TASK DIRECTIONS: Copy the lines below verbatim, but only from the line containing "Seedling-scouting request: tag the window with" through the end of the data.

[Begin]

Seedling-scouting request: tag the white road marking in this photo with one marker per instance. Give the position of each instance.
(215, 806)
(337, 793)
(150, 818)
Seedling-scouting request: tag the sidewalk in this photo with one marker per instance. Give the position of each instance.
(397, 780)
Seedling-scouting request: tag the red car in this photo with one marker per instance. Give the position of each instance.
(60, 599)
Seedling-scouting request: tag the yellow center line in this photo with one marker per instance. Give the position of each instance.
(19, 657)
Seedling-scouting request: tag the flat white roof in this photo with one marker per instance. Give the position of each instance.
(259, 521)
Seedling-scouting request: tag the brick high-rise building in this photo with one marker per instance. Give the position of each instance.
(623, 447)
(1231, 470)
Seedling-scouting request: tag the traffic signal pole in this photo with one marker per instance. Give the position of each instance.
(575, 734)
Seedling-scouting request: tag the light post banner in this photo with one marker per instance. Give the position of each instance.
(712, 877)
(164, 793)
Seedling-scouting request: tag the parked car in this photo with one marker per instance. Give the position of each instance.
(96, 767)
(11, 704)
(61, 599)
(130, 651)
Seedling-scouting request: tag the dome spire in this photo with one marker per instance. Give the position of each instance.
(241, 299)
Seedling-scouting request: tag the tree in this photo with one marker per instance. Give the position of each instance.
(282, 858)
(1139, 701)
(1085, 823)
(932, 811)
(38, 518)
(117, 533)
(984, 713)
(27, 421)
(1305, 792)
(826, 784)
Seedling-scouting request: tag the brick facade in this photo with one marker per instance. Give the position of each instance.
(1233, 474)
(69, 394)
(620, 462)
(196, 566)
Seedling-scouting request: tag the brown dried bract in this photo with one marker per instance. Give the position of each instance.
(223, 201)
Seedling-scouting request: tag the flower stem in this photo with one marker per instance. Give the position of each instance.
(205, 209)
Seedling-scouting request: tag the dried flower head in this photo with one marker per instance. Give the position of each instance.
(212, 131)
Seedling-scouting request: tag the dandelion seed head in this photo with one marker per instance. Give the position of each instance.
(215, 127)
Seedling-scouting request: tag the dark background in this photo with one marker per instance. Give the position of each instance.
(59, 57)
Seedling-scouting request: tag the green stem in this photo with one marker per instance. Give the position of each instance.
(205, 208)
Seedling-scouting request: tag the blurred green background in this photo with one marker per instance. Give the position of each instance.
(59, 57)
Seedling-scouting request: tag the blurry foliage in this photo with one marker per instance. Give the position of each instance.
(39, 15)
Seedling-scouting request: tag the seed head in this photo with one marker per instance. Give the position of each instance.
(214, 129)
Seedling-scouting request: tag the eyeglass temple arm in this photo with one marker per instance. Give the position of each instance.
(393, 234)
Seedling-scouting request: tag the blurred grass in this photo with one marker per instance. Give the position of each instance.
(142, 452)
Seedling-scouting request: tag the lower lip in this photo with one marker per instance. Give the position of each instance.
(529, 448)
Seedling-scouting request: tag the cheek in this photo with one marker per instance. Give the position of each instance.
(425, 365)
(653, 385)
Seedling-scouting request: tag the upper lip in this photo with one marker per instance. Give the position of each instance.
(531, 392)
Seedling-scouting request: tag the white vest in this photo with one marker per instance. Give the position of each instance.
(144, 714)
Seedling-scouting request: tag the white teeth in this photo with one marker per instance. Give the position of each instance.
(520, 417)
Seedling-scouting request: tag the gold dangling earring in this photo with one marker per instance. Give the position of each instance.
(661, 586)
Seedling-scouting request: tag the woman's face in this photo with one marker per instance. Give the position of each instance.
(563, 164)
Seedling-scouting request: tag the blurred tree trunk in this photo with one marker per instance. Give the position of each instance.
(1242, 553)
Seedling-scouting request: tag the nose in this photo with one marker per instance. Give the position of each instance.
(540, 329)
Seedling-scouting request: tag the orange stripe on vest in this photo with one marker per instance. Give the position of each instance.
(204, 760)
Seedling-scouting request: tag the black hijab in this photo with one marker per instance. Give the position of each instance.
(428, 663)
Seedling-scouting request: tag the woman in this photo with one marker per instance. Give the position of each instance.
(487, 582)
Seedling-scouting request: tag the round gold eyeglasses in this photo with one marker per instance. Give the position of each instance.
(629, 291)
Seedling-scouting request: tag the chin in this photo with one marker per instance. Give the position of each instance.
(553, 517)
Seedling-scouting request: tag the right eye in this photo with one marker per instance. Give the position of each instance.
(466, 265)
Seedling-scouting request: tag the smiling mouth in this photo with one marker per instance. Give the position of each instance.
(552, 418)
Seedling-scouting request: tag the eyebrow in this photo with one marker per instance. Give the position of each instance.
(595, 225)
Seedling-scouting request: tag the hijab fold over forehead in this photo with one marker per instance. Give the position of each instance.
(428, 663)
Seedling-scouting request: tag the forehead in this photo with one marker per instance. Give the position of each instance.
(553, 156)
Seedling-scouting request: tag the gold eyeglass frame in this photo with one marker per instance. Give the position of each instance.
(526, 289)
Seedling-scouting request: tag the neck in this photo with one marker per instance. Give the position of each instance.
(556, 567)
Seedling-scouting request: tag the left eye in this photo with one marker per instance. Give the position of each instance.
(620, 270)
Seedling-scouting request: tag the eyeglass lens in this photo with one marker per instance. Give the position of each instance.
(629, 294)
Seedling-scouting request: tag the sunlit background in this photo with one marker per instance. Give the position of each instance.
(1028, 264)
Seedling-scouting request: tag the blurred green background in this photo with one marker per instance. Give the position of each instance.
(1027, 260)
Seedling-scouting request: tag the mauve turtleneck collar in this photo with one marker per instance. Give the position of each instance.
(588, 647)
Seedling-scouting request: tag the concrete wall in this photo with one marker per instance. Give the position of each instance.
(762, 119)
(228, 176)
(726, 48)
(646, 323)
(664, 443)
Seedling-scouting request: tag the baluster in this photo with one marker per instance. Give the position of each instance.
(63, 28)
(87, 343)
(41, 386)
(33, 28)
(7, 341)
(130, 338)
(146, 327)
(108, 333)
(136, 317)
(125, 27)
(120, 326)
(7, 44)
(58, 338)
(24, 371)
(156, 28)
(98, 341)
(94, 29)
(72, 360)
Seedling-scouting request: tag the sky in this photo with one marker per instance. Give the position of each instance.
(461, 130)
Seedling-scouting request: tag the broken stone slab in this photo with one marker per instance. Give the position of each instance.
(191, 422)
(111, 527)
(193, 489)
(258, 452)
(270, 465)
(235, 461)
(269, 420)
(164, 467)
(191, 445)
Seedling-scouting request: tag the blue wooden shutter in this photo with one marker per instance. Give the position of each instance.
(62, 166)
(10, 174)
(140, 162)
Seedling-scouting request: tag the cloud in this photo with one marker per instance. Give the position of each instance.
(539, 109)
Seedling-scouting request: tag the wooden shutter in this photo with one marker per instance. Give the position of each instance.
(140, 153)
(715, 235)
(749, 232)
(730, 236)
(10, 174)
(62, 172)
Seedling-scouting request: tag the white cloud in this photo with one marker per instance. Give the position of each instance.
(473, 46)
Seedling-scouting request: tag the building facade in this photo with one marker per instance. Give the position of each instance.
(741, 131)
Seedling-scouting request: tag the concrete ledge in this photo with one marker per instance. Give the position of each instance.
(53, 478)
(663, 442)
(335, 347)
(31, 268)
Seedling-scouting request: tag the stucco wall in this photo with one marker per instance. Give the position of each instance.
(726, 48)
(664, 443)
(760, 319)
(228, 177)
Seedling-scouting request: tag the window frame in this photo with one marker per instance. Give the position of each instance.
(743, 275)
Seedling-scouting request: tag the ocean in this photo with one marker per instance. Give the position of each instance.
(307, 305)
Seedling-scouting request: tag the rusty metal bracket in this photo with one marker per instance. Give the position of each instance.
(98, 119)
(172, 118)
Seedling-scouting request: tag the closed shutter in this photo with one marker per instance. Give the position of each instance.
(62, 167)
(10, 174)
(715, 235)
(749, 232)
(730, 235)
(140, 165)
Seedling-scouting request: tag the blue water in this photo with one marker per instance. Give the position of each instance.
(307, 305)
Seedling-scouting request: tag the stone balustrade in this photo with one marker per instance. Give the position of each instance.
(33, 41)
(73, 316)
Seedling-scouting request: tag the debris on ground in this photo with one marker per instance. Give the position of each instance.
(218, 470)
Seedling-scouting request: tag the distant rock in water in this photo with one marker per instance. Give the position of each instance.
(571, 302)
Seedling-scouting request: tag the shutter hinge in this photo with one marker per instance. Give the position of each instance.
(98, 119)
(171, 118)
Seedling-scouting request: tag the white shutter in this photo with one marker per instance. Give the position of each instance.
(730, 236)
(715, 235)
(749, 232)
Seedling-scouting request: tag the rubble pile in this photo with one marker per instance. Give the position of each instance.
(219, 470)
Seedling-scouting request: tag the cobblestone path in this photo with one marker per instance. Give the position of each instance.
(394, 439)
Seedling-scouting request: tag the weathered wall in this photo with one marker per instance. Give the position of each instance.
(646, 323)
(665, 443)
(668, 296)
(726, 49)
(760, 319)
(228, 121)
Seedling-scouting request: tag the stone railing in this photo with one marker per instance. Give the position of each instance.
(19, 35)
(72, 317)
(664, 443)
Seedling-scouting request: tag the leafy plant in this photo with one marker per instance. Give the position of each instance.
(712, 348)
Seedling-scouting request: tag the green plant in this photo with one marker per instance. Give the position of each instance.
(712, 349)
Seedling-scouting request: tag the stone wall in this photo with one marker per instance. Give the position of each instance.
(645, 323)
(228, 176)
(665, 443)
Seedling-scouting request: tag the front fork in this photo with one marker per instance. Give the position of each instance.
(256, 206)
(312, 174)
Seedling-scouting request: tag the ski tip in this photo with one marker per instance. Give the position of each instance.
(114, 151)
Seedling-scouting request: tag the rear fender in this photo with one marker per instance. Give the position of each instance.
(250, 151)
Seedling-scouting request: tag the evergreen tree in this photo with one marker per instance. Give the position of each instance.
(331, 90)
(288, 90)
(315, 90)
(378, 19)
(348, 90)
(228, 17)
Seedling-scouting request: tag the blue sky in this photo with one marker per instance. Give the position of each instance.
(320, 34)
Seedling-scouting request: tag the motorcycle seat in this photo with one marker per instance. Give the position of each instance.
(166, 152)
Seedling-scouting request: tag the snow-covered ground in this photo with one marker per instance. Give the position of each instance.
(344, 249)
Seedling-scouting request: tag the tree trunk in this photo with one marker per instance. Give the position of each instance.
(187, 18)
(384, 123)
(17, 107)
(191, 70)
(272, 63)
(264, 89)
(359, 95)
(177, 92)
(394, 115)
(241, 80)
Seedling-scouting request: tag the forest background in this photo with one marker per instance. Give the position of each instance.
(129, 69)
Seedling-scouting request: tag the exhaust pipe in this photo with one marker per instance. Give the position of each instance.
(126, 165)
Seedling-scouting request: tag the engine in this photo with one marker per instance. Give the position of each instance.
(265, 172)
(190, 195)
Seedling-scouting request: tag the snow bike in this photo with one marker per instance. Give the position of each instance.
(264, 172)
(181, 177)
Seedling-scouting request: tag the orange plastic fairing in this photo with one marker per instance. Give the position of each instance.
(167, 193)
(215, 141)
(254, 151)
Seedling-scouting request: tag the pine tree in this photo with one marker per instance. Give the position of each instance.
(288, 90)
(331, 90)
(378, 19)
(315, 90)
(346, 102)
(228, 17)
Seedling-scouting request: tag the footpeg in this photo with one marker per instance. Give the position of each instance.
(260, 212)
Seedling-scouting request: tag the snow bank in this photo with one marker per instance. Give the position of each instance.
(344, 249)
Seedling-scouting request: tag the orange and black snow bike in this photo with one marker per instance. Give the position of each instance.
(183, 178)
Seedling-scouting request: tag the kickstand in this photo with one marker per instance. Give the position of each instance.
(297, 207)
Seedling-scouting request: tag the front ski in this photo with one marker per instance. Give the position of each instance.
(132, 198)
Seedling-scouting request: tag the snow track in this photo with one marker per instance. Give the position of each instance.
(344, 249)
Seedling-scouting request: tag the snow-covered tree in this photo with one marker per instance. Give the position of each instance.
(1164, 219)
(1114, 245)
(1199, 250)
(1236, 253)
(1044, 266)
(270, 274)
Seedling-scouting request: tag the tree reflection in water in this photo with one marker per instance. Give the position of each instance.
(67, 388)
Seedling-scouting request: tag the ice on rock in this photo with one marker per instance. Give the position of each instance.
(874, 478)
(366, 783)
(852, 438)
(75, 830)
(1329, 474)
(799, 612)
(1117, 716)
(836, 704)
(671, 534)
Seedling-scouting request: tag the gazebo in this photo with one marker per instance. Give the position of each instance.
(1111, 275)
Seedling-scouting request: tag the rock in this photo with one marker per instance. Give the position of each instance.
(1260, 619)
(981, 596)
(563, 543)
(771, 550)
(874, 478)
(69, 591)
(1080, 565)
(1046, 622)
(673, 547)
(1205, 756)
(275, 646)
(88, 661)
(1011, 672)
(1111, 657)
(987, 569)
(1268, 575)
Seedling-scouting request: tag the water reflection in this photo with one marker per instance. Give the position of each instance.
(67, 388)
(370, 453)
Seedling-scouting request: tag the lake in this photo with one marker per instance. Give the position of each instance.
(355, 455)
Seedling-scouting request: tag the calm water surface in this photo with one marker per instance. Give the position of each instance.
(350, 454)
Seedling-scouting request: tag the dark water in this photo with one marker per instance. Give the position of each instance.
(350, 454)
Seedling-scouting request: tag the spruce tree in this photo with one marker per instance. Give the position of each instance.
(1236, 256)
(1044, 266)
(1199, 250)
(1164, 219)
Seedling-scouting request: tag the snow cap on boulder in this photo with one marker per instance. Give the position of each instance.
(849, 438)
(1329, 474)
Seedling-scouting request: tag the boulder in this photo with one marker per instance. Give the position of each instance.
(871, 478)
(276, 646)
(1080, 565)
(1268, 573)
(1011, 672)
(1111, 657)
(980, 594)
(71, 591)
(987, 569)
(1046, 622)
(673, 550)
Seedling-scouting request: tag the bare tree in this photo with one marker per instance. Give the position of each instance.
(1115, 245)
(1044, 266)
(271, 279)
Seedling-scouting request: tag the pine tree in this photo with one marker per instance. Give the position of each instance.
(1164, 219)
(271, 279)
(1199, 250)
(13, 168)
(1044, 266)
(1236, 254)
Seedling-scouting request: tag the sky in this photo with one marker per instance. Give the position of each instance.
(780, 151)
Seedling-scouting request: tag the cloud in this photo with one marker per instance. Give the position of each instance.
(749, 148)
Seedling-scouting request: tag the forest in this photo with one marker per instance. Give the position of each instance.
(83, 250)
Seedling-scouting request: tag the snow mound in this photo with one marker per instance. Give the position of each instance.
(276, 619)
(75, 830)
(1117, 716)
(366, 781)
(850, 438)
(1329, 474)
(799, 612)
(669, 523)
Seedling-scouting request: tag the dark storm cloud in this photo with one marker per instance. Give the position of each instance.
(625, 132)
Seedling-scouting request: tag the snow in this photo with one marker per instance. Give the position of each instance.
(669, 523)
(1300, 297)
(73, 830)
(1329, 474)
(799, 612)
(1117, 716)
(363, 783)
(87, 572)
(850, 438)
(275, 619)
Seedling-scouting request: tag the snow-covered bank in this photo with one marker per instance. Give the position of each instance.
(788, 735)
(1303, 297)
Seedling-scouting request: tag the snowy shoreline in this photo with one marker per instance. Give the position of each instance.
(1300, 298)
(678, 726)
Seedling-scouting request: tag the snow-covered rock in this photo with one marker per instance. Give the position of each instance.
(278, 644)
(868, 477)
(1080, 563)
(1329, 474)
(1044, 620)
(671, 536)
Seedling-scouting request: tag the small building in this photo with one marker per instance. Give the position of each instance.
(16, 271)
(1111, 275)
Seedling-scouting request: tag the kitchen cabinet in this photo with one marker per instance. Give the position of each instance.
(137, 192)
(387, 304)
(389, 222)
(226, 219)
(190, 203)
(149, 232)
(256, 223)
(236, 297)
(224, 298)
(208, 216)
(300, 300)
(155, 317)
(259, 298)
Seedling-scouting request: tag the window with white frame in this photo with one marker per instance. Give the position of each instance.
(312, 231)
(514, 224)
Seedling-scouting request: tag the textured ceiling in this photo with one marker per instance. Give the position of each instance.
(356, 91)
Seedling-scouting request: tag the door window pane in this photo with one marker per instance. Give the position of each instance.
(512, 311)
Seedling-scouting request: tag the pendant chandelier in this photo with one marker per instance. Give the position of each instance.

[End]

WRITTEN RESPONSE:
Seedling-scouting request: tag the window with white frame in this photo with one marker per instance. Give the position of each instance.
(312, 231)
(514, 224)
Seedling-scouting request: tag the textured ceiling in this photo with one marker per instance. Give the position of each instance.
(356, 91)
Seedling-scouting request: tag the door window pane in this photo with one marker per instance. Give the position of each instance.
(512, 311)
Seedling-scouting request: tag the pendant chandelier in this photo with one marker per instance. Give the position of each instance.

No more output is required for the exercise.